══ Dataset entries

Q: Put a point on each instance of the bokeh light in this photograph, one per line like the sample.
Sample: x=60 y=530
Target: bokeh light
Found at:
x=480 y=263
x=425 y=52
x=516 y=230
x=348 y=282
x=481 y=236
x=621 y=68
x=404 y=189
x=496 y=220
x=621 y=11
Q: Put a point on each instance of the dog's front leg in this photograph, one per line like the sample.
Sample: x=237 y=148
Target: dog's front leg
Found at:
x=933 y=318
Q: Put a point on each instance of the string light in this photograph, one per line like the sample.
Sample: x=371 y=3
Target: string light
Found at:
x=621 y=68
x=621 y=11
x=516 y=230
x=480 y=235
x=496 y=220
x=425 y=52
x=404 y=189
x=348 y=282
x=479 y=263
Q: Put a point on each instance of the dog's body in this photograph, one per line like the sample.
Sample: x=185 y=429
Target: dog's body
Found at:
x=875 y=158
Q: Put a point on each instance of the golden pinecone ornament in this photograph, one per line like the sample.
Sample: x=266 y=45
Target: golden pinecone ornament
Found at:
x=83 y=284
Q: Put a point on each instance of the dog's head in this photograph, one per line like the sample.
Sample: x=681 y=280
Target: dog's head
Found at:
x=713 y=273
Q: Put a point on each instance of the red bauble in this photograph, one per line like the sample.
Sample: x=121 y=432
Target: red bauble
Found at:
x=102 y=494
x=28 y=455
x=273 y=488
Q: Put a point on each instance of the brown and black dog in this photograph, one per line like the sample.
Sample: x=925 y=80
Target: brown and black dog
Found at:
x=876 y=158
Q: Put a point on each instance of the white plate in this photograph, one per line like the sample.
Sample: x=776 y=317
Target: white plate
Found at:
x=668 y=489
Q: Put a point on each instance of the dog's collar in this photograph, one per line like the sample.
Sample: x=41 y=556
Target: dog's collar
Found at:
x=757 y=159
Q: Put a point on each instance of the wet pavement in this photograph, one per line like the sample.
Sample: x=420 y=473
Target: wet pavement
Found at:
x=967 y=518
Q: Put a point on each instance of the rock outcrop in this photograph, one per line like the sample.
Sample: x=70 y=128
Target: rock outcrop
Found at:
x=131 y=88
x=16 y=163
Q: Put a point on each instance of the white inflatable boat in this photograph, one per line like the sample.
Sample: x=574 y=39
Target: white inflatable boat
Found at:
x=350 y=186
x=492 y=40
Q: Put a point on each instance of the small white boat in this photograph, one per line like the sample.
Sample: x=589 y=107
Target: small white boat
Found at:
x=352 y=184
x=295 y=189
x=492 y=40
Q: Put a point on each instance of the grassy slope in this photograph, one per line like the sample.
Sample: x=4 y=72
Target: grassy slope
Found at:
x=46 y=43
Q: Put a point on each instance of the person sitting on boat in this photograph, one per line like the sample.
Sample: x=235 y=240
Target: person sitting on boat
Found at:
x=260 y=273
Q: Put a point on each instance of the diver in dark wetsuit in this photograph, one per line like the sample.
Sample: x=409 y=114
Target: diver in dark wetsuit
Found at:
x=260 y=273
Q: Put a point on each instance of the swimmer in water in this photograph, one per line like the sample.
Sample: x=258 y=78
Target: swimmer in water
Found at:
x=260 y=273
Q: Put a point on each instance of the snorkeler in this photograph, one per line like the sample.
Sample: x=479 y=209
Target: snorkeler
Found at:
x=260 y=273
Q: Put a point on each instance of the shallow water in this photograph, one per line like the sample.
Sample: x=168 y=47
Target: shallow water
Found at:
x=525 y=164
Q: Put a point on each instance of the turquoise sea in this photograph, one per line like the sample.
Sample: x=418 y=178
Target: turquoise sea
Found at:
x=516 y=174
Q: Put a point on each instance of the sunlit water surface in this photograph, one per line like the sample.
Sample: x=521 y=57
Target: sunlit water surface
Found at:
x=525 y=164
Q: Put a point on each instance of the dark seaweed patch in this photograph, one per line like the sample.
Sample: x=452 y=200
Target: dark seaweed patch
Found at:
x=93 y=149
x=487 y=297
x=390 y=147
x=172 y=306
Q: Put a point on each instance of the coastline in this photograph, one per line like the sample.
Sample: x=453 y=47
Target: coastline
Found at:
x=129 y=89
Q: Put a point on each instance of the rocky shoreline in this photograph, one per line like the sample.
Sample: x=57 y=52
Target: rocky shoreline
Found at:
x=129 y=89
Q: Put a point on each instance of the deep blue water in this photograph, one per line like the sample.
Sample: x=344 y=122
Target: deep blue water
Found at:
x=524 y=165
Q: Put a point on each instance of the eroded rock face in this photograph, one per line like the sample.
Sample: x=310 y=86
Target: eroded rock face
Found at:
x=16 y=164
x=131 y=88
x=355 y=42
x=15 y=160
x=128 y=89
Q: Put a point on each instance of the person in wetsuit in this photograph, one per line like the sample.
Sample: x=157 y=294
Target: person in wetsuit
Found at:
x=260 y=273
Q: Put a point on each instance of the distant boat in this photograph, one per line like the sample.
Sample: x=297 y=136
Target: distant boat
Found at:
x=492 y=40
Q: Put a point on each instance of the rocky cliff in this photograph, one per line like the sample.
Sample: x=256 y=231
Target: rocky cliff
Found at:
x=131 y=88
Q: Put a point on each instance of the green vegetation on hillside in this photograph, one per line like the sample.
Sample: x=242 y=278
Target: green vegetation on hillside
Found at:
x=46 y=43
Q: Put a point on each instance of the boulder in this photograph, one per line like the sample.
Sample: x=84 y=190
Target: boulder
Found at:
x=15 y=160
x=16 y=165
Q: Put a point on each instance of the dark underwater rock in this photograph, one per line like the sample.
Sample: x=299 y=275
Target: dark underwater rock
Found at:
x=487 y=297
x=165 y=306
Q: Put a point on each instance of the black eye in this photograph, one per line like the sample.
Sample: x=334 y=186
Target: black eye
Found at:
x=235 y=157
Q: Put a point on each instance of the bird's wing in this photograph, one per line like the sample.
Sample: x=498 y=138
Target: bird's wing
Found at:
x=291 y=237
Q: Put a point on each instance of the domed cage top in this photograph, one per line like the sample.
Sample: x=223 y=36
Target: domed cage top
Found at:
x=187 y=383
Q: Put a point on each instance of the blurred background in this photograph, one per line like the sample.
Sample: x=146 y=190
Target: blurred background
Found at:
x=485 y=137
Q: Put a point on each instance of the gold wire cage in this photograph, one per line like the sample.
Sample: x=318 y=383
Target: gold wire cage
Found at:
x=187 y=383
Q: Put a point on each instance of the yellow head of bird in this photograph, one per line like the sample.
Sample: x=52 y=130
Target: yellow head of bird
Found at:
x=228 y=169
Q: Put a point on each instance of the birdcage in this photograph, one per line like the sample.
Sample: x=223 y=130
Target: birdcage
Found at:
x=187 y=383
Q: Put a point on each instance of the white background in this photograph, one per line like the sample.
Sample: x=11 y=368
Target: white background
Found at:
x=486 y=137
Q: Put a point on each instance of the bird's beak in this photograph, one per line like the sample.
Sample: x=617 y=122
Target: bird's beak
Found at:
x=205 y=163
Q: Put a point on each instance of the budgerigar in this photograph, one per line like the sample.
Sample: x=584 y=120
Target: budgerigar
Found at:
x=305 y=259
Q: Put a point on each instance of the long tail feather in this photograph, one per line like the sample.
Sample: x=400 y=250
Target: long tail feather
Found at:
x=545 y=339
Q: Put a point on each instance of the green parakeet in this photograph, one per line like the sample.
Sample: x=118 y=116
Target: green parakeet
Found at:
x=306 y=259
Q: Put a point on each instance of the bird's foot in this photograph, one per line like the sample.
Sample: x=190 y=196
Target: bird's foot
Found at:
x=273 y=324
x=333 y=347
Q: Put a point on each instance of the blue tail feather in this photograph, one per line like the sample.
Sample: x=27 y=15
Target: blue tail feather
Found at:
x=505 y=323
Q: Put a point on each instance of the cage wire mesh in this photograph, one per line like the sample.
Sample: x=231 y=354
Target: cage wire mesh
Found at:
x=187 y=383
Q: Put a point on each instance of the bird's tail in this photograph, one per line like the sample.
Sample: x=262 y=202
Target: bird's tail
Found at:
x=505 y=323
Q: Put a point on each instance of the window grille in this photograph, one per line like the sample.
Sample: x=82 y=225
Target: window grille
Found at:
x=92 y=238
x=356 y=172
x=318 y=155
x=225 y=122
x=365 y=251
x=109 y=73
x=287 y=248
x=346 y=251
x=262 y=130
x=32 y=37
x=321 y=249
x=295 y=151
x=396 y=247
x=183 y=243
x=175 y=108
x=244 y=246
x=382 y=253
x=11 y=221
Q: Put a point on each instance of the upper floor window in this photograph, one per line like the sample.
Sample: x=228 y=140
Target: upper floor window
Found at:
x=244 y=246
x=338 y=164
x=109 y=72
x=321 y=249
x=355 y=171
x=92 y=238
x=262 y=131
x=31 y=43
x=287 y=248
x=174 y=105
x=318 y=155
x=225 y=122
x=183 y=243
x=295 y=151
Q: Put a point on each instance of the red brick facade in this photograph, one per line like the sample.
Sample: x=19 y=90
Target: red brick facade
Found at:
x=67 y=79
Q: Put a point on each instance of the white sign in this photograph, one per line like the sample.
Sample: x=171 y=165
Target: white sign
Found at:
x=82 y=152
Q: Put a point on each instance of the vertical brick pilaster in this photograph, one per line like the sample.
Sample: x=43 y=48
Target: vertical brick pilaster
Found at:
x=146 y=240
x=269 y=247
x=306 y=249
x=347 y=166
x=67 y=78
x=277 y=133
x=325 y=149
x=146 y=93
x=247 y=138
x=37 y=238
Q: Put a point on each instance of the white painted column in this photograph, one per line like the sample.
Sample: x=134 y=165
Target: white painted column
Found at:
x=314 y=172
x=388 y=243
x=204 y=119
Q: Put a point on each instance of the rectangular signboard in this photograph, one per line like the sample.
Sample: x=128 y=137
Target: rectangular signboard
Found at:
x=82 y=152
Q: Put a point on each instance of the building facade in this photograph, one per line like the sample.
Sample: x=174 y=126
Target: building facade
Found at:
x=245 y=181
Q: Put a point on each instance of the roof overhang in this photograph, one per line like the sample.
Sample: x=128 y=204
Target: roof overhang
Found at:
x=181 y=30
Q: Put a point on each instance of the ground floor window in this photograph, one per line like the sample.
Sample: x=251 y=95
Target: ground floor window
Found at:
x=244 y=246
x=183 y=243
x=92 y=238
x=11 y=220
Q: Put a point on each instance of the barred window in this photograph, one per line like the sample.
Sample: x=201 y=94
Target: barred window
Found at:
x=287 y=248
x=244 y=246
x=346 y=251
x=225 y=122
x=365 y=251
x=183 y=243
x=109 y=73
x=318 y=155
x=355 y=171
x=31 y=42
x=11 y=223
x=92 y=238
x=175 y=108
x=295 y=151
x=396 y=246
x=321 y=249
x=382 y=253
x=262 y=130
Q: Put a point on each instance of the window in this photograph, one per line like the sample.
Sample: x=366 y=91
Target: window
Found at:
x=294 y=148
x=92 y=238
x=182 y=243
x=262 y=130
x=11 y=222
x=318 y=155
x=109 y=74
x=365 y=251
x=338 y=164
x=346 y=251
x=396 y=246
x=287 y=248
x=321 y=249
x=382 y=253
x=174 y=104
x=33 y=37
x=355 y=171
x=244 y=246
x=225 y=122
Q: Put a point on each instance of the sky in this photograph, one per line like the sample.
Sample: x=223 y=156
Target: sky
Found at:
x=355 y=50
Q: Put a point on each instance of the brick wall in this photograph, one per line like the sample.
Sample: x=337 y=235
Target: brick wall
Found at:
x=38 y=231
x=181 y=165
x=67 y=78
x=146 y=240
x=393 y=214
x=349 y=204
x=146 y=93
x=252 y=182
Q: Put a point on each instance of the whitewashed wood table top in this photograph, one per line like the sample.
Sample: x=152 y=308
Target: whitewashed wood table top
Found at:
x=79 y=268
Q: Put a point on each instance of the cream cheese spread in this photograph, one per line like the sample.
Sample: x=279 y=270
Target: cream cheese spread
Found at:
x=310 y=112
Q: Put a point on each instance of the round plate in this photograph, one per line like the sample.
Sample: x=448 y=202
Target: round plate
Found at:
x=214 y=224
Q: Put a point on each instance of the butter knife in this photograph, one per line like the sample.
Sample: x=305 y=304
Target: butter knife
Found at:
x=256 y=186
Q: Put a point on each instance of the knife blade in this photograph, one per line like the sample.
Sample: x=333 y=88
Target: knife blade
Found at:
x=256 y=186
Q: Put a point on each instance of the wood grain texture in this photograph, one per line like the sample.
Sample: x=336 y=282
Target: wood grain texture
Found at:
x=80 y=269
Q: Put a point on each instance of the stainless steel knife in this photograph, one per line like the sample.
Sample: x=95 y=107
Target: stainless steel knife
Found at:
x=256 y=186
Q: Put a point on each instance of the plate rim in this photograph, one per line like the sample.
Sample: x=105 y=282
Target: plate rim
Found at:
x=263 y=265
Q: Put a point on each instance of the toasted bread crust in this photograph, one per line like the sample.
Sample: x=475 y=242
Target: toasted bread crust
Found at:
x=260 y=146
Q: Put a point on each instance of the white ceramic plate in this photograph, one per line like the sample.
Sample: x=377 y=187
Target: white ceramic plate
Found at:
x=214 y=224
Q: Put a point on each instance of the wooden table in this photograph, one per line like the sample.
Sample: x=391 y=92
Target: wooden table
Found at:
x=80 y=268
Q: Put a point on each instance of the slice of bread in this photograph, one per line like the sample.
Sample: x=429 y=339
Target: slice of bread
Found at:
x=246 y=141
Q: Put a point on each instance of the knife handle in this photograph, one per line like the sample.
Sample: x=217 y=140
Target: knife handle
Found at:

════

▸ **Work item**: Gather up every line in the data above that contains the word "boulder", copying each one.

▸ **Task solution**:
Q: Put a point on each instance of the boulder in this photograph, one per line like the sample.
Target: boulder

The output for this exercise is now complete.